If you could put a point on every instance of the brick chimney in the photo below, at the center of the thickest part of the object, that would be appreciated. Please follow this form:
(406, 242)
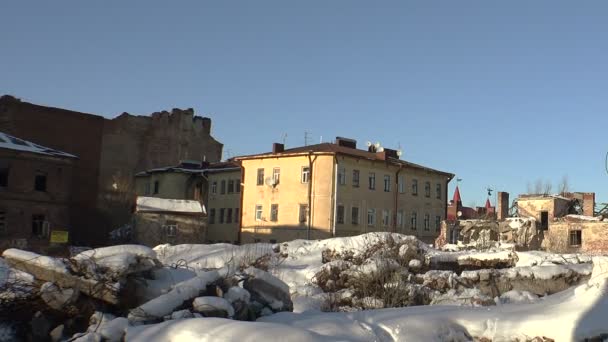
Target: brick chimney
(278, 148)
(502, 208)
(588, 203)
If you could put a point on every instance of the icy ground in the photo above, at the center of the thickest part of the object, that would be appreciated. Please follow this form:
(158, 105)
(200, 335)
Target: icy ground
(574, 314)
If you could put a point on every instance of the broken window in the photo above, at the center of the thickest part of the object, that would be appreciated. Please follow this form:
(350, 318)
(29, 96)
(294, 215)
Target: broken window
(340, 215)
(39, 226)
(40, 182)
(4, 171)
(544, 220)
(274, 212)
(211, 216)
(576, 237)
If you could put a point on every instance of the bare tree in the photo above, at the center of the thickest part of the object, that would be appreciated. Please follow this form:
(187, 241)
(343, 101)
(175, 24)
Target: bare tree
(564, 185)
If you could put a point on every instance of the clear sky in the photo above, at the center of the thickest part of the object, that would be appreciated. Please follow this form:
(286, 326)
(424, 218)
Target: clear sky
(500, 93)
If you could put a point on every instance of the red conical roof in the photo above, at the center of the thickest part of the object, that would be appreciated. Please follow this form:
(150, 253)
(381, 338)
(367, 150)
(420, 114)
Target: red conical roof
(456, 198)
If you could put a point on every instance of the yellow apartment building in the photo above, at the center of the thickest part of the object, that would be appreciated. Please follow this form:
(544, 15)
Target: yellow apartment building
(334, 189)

**********

Give back exactly the lines that run from the line with "of the clear" through the close of the material, counting both ends, and nothing more.

If you could put a point on every instance of the clear sky in the photo above, at the center of the thickest part of the object, that would be appreciated. Please follow this form:
(286, 326)
(424, 218)
Target: clear sky
(500, 93)
If you could put a point on every instance of the red conical roof in the photo above, at the center of the thickest part of the object, that would be appreciated. Please follow this form:
(150, 253)
(381, 338)
(367, 150)
(420, 114)
Target: red conical roof
(456, 198)
If you could put a point on every instance of the yellow apartment building in the photo above, at the center of the thickest part of the object, that would be appreciated. Please follow this form:
(544, 15)
Target: yellow apartment building
(334, 189)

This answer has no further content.